TEXT PROVIDED
>>>>>
Shira was born in 2015. Her father never met her mother. Her mother never knew her father. Her father had already died when her mother decided to get legal permission to release the cryogenically frozen sperm of a 25-year-old stranger to become the mother of his child. Shira lives in Ashkelon. Shira’s father left a Biological Will. A Biological Will documents the desire of a person to use or dispose of sperm, ova and embryos in case of death, incapacitation or infertility and enables people to have children in ways once inconceivable and illegal.

Inspired by the belief that having children is a human right Biological Wills help families create their biological legacy. At 35 Shira’s mom was informed by her doctor that her ovarian reserve was diminishing. She was already searching sperm banks for a donor, but the anonymity of the process made her uneasy because her child could never come to know the face of the father and risked meeting and unintentionally partnering with a half-sibling later in life.
<<<<<
PROVIDED MATERIAL
>>>>>
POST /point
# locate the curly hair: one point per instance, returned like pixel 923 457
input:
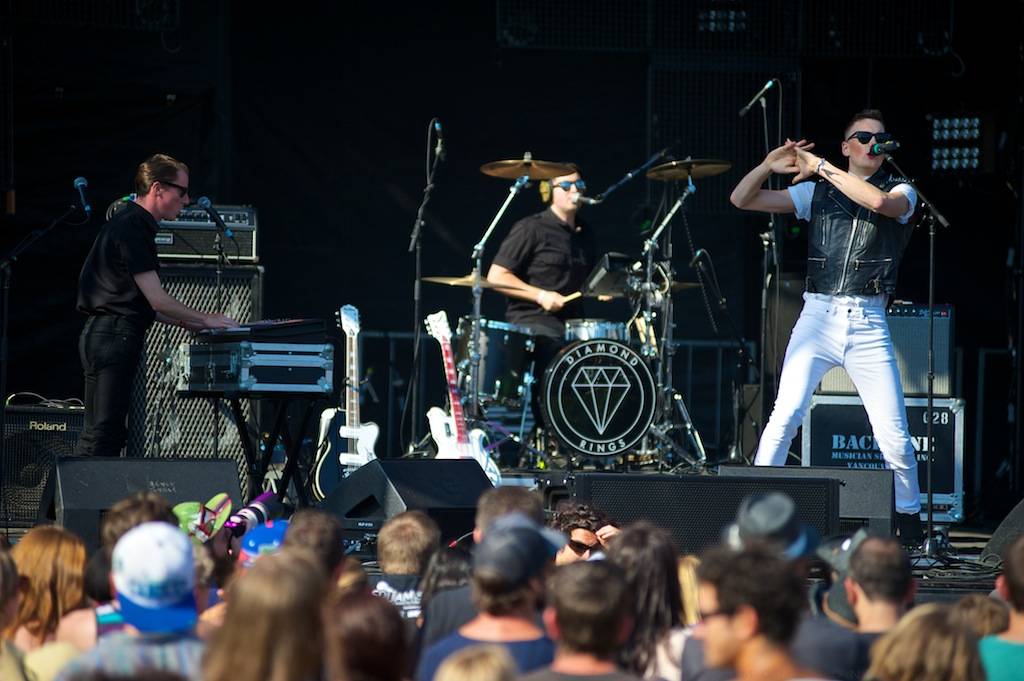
<<<<<
Give every circumstance that, according to the text about Shira, a Biological Will covers for using or disposing of sperm, ova and embryos.

Death, incapacitation, infertility